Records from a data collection
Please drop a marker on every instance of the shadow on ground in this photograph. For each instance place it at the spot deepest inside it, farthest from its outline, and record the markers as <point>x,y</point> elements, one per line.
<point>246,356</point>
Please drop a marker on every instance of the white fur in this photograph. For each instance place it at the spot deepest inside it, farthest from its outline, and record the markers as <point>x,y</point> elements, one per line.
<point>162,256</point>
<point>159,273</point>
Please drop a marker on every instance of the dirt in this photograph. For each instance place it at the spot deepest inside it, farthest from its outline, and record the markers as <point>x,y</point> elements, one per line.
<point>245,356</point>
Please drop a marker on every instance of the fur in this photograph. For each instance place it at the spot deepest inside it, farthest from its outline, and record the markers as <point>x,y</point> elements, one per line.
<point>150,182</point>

--- Exercise instructions ---
The answer should be the full set of records, reproduced exactly.

--- Task answer ---
Please drop a marker on every instance of the shadow on ground in this photograph. For each instance place it at the spot deepest inside it, farthest from its outline, and record the markers as <point>x,y</point> elements, one per line.
<point>246,356</point>
Please drop a marker on every instance of the white fur in this photograph. For each instance place it at the spot deepest inside it, farthest from its outline, and record the markers as <point>x,y</point> elements, one per line.
<point>162,256</point>
<point>159,273</point>
Please drop a marker on every instance of the dirt in this photograph. For each instance place it at the spot deepest inside it, farthest from its outline, and record the markers as <point>x,y</point> elements, one per line.
<point>245,356</point>
Please drop a marker on every instance of the fur in this photograph. For each instance place it at the spot deepest inside it, farthest from its outline, and record the markers as <point>x,y</point> elements, one per line.
<point>150,182</point>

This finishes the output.